DAFTAR INSTRUKSI:
- 1) Menurut teks tentang film India, pada tahun berapa film Slumdog Millionaire dirilis?
- 2) Tuliskan lanjutan teks tentang film India, dimulai setelah kalimat terakhirnya.

KUTIPAN TEKS:
▼▼▼
Di tahun 90’an masyarakat mulai menikmati film India. Pada saat itu film India bernuansakan percintaan seperti kuch-kuch hota hai, dil to pegel hey dll telah sukses di sejumlah negara, termasuk Indonesia. Beberapa alasan film ini diminati karena dikemas dengan ceritanya yang Sederhana tapi menarik serta menyentuh dengan tari-tarian berserta lagu-lagu yang enak didengar dan mudah untuk dinyanyikan.
Namun di era 2000’an peminat film India atau bollywood mulai menurun. Masyarakat sudah mulai bosan dengan cerita yang didominasi percintaan yang terkesan tempelan dan genre drama-kriminal. Masyarakat mengingikan sesuatu yang baru dan inovatif serta lebih mengikuti perkembangan zaman. Maka lahirlah film-film action seperti dhoom, kriish, dan re-one dengan tetap identik dengan tarian dan lagu.
Akan tetapi gagal mengapai hati masyarakat hal ini boleh disebabkan film Barat atau Hollywood tetap tidak terkalahkan dalam memproduksi film-film action dengan kualitas tinggi sehingga film action India dengan kombinasi teknologi dinilai masih dibawah standar film Hollywood.
Pada era yang sama juga lahir film Slumdog Millionaire (2008) dan 3 Idiots (2009) yang sukses dihati masyarakat dan mendapatkan penghargaan di mata dunia. Kedua film ini berhasil menyentuh hati masyarakat dunia karena ceritannya yang riil dan dekat dengan kehidupan sehari-hari di India. Film Slumdog millionaire menceritakan bagaimana kultur dan sosial di India seperti perkampungan yang kumuh, konflik agama, perdagangan anak, protitusi, premanisme sampai pada penegak hukum yang korupsi.
Bisa dibayangkan bagaimana perjuangan dua orang anak kecil (kakak-adik) bertahan hidup di lingkungan yang keras tanpa kedua orang tua dan sanak keluarga hingga mereka dewasa. Berbeda dengan 3 idiots, film ini lebih menitikberatkan kepada dunia pendidikan. Film ini ingin menyampaikan kepada seluruh masyarakat dunia bagaimana semestinya meraih pendidikan. Disini diceritakan bagaimana 3 orang sahabat yang beruntung mendapatkan kesempatan belajar di sebuah perguruan tinggi terbaik di India.
▲▲▲
CATATAN HASIL EKSTRAKSI:
▼▼▼
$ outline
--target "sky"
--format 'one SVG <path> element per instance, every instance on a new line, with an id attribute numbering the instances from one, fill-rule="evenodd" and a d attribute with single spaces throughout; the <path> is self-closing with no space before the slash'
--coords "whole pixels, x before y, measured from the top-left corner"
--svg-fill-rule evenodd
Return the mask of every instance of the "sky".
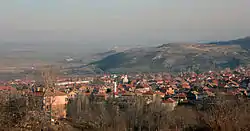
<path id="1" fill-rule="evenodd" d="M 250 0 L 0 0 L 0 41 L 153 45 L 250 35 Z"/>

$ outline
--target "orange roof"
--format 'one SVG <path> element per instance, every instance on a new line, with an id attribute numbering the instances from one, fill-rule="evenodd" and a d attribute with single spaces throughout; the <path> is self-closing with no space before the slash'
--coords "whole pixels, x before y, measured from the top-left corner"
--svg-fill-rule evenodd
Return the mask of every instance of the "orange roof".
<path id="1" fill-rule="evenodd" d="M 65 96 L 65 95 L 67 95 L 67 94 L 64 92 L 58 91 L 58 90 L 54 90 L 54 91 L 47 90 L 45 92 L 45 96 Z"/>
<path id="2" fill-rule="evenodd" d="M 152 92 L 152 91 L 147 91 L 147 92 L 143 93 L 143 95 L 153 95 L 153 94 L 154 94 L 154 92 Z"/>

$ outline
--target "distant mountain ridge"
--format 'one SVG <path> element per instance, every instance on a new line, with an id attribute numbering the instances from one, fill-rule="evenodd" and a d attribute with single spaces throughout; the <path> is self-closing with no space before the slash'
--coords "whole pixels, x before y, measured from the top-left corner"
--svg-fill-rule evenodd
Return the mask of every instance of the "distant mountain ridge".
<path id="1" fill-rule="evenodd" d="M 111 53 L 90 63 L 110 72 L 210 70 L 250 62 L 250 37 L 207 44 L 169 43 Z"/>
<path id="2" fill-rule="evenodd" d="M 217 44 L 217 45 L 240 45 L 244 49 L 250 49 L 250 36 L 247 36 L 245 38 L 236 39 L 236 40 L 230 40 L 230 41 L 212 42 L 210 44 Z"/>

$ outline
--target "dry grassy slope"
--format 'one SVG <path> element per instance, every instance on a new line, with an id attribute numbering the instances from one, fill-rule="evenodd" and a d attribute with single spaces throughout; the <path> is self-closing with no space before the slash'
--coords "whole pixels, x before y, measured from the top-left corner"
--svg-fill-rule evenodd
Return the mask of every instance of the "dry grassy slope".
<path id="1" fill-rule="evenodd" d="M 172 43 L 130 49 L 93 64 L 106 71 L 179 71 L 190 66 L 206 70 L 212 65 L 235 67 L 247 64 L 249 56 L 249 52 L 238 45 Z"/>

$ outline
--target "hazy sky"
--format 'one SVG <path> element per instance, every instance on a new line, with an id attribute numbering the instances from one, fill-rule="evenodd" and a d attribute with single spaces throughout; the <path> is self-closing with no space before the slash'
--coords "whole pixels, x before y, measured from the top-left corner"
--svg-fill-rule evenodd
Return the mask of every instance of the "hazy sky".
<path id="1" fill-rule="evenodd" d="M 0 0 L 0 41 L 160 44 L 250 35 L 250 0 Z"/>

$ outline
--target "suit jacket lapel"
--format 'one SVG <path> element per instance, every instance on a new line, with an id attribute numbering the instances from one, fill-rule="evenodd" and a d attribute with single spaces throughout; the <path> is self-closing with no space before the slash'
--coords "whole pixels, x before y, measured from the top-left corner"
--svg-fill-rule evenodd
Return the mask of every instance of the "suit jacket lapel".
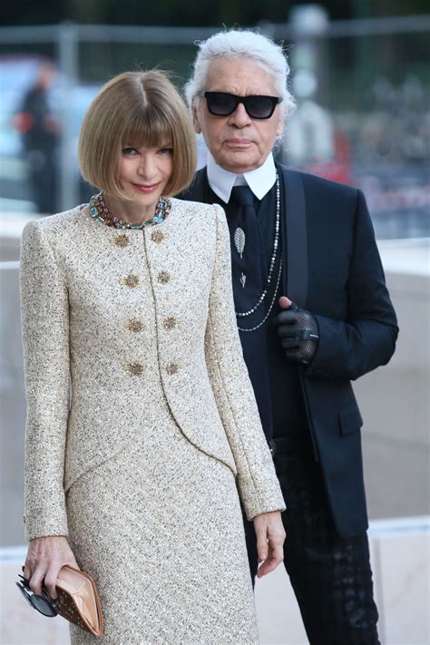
▲▲▲
JAWABAN BERURUTAN:
- 1) 2008

- 2)
Dua orang diantara mereka mengalami dilema dalam belajar karena faktor tekanan dan minat. Raju mendapatkan tekanan sosial dan perekonomian dari keluarganya sehingga dia menjadi ketakutan dalam belajar sedangkan farhan adalah seorang yang sangat meminati fotoghafer namun dipaksakan untuk belajar teknik mesin. Kedua sahabat ini akan gagal meraih pendidikan jika tetap melanjutkan kondisi ini.
Adapun teman mereka phushuk Wangdu belajar tanpa tekanan dan meminati bahkan sangat mencintai mesin. Faktor inilah yang ingin disampaikan kepada dunia bahwa ilmu akan mudah diraih jika diminati dan dipahami bukan dengan hapalan. Apa yang penting dari kedua film ini adalah adanya pesan yang kondusif bagi masyarakat dunia dan India pada khususnya sehingga nilai itu lebih terasa nyata dalam kehidupan sehari-hari.
Bagaimana untuk film India di tahun 2016 ini? Dari beberapa film yang saya downloud gratis hehehe, saya menilai bahwa film Bollywood sudah tertuju kepada cerita sehari-hari di India dan bahkan banyak yang diangkat dari true story. Sebut saja film Madaari, film ini menceritakan seorang ayah yang menculik anak menteri bukan demi tuntutan uang melainkan dia menuntut oknum yang korupsi pada pengadaan jembatan di kampungnya. Dia frustasi pada kontraktor jembatan tersebut karena jembatan yang baru dibangun 5 tahun sudah ambruk dan anak semata wayangnya ikut meninggal dalam bencana tersebut.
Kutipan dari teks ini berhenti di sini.